Nothing but the lines below between the line holding "TARGET = white bathtub" and the line holding "TARGET = door knob", inclusive, should appear in the answer, each set down exactly.

Source material: Begin

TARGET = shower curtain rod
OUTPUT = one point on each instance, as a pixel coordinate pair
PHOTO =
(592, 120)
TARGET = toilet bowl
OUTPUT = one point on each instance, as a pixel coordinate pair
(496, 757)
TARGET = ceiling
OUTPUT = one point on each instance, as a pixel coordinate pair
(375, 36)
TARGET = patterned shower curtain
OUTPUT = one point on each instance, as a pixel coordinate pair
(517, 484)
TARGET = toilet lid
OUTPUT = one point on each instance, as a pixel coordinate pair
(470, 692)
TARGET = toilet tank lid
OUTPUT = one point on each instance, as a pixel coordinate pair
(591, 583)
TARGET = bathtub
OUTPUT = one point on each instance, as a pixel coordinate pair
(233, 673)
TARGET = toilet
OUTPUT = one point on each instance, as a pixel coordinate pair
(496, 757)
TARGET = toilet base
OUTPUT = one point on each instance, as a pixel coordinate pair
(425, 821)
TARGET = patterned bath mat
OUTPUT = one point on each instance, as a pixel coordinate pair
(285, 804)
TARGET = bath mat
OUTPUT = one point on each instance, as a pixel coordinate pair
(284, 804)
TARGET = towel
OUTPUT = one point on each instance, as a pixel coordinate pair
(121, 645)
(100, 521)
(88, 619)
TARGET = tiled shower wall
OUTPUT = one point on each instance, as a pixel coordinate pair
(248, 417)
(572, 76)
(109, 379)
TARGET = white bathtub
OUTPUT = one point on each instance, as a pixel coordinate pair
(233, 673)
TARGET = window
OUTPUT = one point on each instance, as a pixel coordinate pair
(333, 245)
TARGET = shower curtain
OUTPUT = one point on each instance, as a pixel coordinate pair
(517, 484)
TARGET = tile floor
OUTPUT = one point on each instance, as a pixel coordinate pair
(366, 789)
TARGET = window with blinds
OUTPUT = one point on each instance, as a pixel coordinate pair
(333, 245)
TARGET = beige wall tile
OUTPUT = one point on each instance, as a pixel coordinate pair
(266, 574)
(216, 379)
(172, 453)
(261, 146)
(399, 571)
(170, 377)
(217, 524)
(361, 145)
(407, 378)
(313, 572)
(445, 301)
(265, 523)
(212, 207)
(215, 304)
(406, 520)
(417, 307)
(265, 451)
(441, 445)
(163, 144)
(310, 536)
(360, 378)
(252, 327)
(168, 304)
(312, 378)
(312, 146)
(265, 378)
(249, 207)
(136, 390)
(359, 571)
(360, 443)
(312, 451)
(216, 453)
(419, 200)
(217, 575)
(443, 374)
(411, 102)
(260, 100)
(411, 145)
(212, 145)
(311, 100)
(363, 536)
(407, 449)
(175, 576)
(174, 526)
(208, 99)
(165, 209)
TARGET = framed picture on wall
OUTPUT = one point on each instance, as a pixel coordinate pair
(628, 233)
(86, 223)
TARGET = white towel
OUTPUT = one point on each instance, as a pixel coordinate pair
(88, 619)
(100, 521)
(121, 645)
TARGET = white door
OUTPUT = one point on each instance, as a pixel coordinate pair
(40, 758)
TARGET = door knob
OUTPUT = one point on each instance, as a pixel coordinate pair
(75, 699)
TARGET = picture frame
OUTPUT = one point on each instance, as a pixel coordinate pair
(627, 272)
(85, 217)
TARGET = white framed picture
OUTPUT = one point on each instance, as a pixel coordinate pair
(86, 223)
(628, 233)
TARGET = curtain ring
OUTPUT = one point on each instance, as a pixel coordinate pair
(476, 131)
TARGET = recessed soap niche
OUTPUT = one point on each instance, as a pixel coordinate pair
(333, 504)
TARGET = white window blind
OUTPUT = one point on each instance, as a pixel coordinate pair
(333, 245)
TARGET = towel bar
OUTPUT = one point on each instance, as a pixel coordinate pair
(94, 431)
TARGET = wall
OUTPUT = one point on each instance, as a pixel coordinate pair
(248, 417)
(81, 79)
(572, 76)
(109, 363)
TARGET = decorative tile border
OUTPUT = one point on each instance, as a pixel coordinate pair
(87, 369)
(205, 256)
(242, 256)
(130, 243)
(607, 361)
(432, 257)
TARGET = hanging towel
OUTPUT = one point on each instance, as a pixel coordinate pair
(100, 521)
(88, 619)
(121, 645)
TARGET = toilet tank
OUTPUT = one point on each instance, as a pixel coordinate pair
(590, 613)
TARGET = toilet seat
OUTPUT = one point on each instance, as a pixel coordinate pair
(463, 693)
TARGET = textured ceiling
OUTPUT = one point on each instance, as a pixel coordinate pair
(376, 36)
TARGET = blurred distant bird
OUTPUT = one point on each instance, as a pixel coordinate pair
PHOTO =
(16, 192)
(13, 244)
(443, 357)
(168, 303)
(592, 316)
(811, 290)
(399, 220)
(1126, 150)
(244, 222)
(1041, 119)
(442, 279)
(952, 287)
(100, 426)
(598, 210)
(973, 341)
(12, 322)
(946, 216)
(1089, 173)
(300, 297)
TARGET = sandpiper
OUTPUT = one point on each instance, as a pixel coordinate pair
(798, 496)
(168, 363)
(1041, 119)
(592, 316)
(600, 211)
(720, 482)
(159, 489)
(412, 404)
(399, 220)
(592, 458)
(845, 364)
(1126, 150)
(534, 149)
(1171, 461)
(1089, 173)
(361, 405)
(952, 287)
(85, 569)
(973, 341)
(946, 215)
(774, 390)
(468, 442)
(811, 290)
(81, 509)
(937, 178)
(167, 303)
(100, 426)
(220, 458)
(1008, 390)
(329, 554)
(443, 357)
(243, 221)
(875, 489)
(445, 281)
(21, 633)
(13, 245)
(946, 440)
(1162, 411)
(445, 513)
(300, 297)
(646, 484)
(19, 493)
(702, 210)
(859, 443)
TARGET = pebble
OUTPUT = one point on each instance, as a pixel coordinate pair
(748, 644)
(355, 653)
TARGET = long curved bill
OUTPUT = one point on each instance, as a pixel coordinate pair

Source material: End

Answer.
TARGET = white bathtub
OUTPUT = one point on each instance, as a pixel coordinate pair
(233, 673)
TARGET = window
OUTPUT = one point on each instance, as a pixel coordinate pair
(333, 245)
TARGET = shower curtain
OUTPUT = one point on each instance, as a pixel coordinate pair
(517, 484)
TARGET = tile floor
OUTPUT = one point on each instance, as a pixel coordinate pair
(366, 789)
TARGET = window with blinds
OUTPUT = one point on each instance, as a pixel coordinate pair
(333, 245)
TARGET = beige wall tile
OUTPUT = one point on each instance, as a pixel coordinate pair
(266, 574)
(216, 379)
(172, 453)
(261, 146)
(399, 571)
(170, 377)
(217, 524)
(361, 145)
(407, 378)
(313, 572)
(445, 301)
(265, 523)
(212, 207)
(215, 304)
(406, 520)
(417, 307)
(265, 451)
(441, 445)
(163, 144)
(310, 536)
(360, 378)
(252, 327)
(168, 304)
(312, 378)
(312, 146)
(265, 378)
(249, 207)
(136, 390)
(359, 571)
(360, 443)
(312, 451)
(216, 453)
(419, 200)
(217, 575)
(443, 374)
(411, 102)
(260, 100)
(411, 145)
(212, 145)
(311, 100)
(363, 536)
(407, 449)
(175, 576)
(174, 526)
(208, 99)
(165, 209)
TARGET = framed picture on wall
OUTPUT = one point on each instance, as a pixel coordinate pair
(628, 233)
(86, 223)
TARGET = white towel
OUTPUT = one point on each instance, as a pixel coordinate pair
(88, 619)
(100, 521)
(121, 645)
TARGET = white door
OUTPUT = one point on each instance, as a pixel coordinate pair
(40, 758)
TARGET = door knob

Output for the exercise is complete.